**Material supplied:**
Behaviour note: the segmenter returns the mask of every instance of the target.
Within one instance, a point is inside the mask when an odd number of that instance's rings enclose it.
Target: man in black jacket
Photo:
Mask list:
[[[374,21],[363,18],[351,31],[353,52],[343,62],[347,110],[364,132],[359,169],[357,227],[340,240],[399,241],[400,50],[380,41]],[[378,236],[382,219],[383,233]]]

**Exercise objective:**
Find every line in the material above that contains the word "instance", and copy each of those lines in full.

**Response to this task:**
Behaviour note: the segmenter returns the mask of every instance of the target.
Within one instance, a point is inside the mask when an odd number of that instance's rings enclose it.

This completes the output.